• **TASK MATERIAL**:
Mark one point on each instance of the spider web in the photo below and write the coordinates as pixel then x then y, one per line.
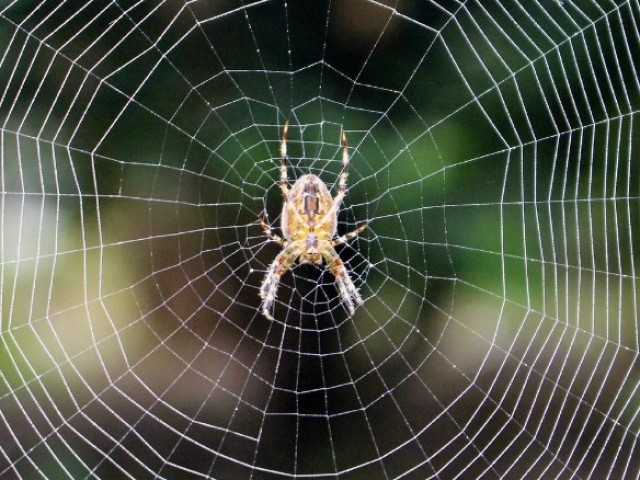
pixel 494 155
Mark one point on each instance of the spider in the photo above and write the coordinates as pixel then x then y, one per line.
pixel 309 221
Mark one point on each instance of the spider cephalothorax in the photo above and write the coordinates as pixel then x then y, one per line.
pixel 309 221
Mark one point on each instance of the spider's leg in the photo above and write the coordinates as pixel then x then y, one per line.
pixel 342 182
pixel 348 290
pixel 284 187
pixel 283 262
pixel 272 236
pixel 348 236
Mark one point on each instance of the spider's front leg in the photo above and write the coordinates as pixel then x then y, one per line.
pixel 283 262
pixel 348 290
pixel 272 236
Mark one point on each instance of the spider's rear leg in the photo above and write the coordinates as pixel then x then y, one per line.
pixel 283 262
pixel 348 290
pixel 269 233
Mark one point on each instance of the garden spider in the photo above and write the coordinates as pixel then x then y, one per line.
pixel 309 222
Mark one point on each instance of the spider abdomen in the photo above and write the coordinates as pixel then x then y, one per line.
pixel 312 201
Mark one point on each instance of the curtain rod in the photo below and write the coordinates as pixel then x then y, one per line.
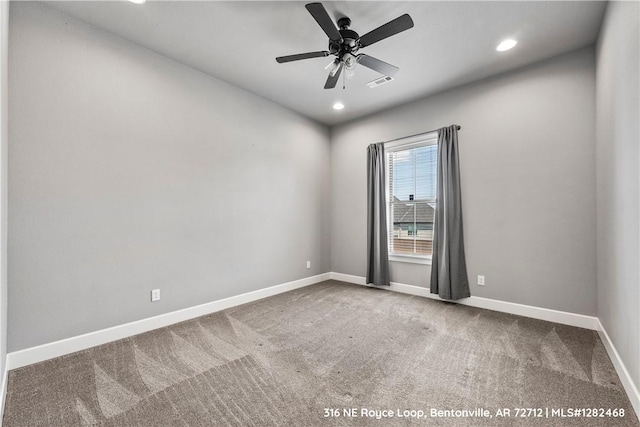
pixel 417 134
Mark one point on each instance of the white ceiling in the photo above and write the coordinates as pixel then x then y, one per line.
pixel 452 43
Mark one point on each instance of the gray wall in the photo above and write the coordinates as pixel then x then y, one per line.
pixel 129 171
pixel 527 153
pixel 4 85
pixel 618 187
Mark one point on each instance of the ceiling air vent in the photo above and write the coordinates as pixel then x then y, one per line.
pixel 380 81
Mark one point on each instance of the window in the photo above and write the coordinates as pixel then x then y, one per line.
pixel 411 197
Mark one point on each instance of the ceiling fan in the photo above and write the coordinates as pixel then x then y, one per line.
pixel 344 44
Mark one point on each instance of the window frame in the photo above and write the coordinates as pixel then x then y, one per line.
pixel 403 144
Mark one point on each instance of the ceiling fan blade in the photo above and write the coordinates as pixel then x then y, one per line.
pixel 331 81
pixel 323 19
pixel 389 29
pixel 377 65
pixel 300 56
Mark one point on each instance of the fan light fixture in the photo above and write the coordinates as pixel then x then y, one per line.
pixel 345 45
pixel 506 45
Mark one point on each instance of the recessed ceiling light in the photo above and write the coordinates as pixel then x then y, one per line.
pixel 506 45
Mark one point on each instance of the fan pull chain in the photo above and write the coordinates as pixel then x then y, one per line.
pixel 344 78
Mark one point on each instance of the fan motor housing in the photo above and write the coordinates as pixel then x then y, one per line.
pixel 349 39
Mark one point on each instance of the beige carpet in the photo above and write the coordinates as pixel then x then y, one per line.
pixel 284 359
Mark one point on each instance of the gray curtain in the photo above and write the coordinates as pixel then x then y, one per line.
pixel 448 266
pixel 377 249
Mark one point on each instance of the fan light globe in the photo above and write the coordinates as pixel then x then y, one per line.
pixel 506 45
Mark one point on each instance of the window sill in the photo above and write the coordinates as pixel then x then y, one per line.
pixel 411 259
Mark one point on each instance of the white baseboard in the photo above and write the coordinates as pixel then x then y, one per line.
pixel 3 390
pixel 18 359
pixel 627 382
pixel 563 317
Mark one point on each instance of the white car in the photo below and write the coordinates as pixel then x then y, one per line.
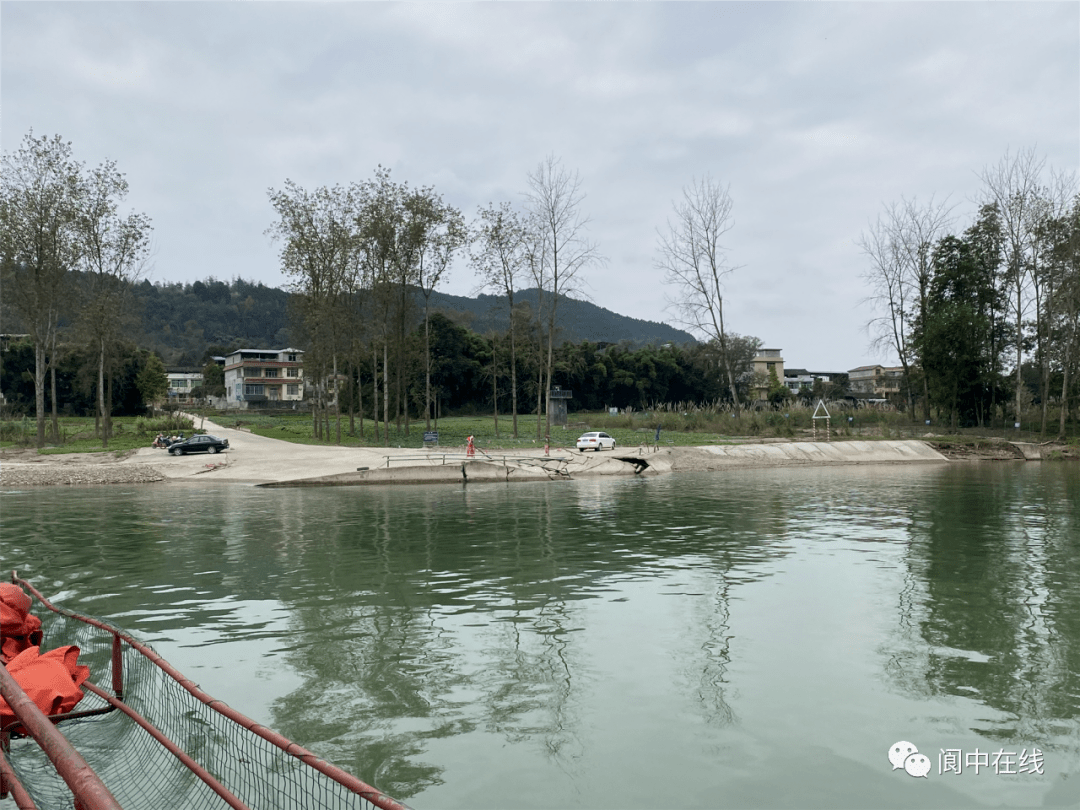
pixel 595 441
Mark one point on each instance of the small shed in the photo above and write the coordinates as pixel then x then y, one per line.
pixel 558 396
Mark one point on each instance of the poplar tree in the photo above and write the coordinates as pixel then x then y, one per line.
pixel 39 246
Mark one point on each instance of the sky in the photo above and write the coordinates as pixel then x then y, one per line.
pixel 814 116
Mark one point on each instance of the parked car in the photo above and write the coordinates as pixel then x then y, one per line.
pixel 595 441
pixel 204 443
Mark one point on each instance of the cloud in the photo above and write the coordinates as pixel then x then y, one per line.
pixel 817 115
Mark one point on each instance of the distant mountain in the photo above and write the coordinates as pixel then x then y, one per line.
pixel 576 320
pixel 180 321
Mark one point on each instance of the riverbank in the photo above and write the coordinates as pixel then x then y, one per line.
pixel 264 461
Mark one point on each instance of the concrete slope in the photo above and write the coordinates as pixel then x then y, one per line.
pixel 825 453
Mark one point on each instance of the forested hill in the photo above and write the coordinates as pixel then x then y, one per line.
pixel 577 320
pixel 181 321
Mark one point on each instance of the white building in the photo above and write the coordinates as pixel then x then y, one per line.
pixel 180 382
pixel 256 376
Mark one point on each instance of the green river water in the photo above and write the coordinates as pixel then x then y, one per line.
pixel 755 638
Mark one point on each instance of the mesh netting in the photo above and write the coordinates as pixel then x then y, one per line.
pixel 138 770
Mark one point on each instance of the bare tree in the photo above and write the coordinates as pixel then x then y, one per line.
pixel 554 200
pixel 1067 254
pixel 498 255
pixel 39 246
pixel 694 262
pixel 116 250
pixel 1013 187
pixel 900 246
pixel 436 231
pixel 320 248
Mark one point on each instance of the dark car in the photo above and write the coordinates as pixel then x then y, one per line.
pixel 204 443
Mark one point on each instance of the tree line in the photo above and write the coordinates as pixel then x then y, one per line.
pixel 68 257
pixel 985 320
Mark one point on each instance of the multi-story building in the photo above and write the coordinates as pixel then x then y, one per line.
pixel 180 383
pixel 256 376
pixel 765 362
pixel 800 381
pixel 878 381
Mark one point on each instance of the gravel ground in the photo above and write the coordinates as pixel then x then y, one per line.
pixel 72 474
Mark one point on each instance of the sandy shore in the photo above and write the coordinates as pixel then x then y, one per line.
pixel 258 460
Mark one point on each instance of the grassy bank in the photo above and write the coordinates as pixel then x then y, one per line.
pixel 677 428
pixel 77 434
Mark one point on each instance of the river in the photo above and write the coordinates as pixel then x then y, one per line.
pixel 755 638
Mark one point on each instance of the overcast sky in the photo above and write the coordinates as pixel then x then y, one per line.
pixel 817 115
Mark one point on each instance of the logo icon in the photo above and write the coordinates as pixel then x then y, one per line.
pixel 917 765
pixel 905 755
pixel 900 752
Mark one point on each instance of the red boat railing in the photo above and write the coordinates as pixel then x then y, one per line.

• **EXERCISE INSTRUCTIONS**:
Every line above should be duplicated exactly; the pictures are to be left out.

• **SOLUTION FOR THIS TASK**:
Mark one point on each instance of the spider web in the photo below and write the coordinates as pixel then x then y, one per line.
pixel 494 155
Mark one point on each instance of the spider in the photo above and write the coordinates as pixel then x then y, one per line.
pixel 309 221
Mark one point on each instance of the spider cephalothorax in the photo above and write the coordinates as pixel then x then y, one per line.
pixel 309 221
Mark one point on each instance of the spider's leg in the photo above and write the coordinates as pixel then x then y, one per line.
pixel 342 182
pixel 348 290
pixel 284 187
pixel 283 262
pixel 272 236
pixel 348 236
Mark one point on each instance of the spider's front leg in the photo above and write the coordinates as pixel then x then y, one per line.
pixel 283 262
pixel 348 290
pixel 272 236
Mark one point on each instance of the spider's rear leg in the photo above and write the coordinates as pixel then x then y, one per line.
pixel 283 262
pixel 348 290
pixel 269 233
Mark one point on each instance of the garden spider in the photo above and write the coordinates as pixel then x then y, one per line.
pixel 309 222
Mark one point on each instance of the spider abdomen in the photo above and write the coordinates as pixel then x then y, one per line.
pixel 312 201
Mark one point on each instance of the curtain rod in the photo below and write the coordinates as pixel then x then y, one per line.
pixel 417 134
Mark one point on each instance of the white ceiling in the photo above and write the coordinates as pixel then x then y, one per line.
pixel 452 43
Mark one point on each instance of the gray wall in the photo above and write the coordinates as pixel then x then y, one per line.
pixel 129 171
pixel 527 153
pixel 4 85
pixel 618 187
Mark one point on each instance of the ceiling air vent in the photo above and write the coordinates as pixel then x then y, one per line.
pixel 380 81
Mark one point on each instance of the window in the photo above and write the coordinates as pixel then x then y, one per line.
pixel 411 197
Mark one point on each instance of the ceiling fan in the photo above and write the coordinates as pixel then x then y, one per line.
pixel 344 44
Mark one point on each instance of the window frame in the photo above and write the coordinates as pixel then x then y, one per line.
pixel 403 144
Mark one point on each instance of the ceiling fan blade in the photo above and write the coordinates as pixel then x then y, one per line.
pixel 331 81
pixel 323 19
pixel 389 29
pixel 377 65
pixel 300 56
Mark one point on each instance of the fan light fixture in the photo above and write the coordinates as pixel then x then y, one per line.
pixel 345 45
pixel 506 45
Mark one point on each instance of the recessed ceiling light in the photo above and write the coordinates as pixel then x then y, one per line.
pixel 506 45
Mark one point on each instance of the fan pull chain in the photo above and write the coordinates as pixel then x then y, one per line.
pixel 344 78
Mark one point on each instance of the fan motor housing in the photo above and write the coordinates as pixel then x then y, one per line.
pixel 349 39
Mark one point on each instance of the beige carpet in the photo above and write the coordinates as pixel then x then y, one per line.
pixel 284 359
Mark one point on each instance of the gray curtain in the photo above and write the coordinates as pixel then x then y, one per line.
pixel 448 266
pixel 377 249
Mark one point on each instance of the fan light globe in the photo above and write the coordinates as pixel then x then y, one per line.
pixel 506 45
Mark one point on each instance of the window sill in the photo above and write the coordinates as pixel then x then y, one per line.
pixel 411 259
Mark one point on each instance of the white baseboard in the photo above and write the coordinates as pixel then x then y, one per line.
pixel 3 390
pixel 18 359
pixel 627 382
pixel 563 317
Mark one point on each instance of the white car in the photo below and write the coordinates as pixel then x then y, one per line.
pixel 595 441
Mark one point on each instance of the small shed in the photo above and write the coordinates as pixel then x then y, one per line.
pixel 558 396
Mark one point on each instance of the poplar tree in the photo above and write the coordinates as pixel then x then y, one per line.
pixel 39 246
Mark one point on each instance of the sky in the photo above and write the coordinates as pixel then x then y, one per line.
pixel 814 116
Mark one point on each instance of the parked car in the photo above and write the coordinates as pixel then x then y, one per line.
pixel 595 441
pixel 204 443
Mark one point on each instance of the cloud in the photo above and write the coordinates as pixel then x then y, one per line.
pixel 817 115
Mark one point on each instance of the distant mountain in the photo above and write the coordinates as pixel then x then y, one per line.
pixel 576 320
pixel 180 321
Mark one point on each instance of the riverbank in the photo above and write the coordinates as pixel then x then y, one per line.
pixel 264 461
Mark one point on each instance of the concrete slope in the photo above and write the coordinates as pixel then x then y, one per line.
pixel 825 453
Mark one point on each instance of the forested hill in the photo above and write the coordinates as pixel then x then y, one per line.
pixel 577 320
pixel 181 321
Mark one point on each instance of the white building in the photo above and write the coordinates as pixel then x then y, one per line.
pixel 180 382
pixel 256 376
Mark one point on each instance of the green river water in the photo above and write the coordinates as pixel then x then y, one per line.
pixel 755 638
Mark one point on each instance of the mesh netting in the photo above and write the coordinates as pixel then x then y, one per line.
pixel 138 770
Mark one point on each instance of the bare tree in the photo above and write the coordinates as pixel then x then y, one per line.
pixel 554 200
pixel 1067 254
pixel 498 255
pixel 39 246
pixel 694 262
pixel 116 250
pixel 1013 187
pixel 900 246
pixel 436 231
pixel 320 248
Mark one point on each instance of the dark car in the photo above and write the coordinates as pixel then x then y, one per line.
pixel 204 443
Mark one point on each instance of the tree line in the photo above and write the coordinates as pixel then x then y, one per line.
pixel 68 257
pixel 985 320
Mark one point on each instance of the multi-story building in the photo above and write the coordinates as pixel then x then y, one per line.
pixel 180 383
pixel 256 376
pixel 765 362
pixel 800 381
pixel 878 381
Mark one point on each instance of the gravel ground in the photo above and write the coordinates as pixel then x then y, one per line.
pixel 72 474
Mark one point on each instance of the sandy shore in the photo above and write the coordinates as pixel then x then y, one per line.
pixel 258 460
Mark one point on each instance of the grassy bank in the photo above and write the coordinates as pixel then x then y, one per line.
pixel 677 428
pixel 77 434
Mark one point on each instance of the river in the photo above and write the coordinates as pixel then x then y, one per line.
pixel 755 638
Mark one point on each instance of the overcast sky in the photo above and write the coordinates as pixel then x then y, one per line.
pixel 817 115
Mark one point on each instance of the logo icon in the photo above and write the coordinates as pixel then x then y, one per line.
pixel 917 765
pixel 905 755
pixel 900 752
Mark one point on each instance of the red boat railing in the photo above and write the coordinates as pixel then x then y, one per line.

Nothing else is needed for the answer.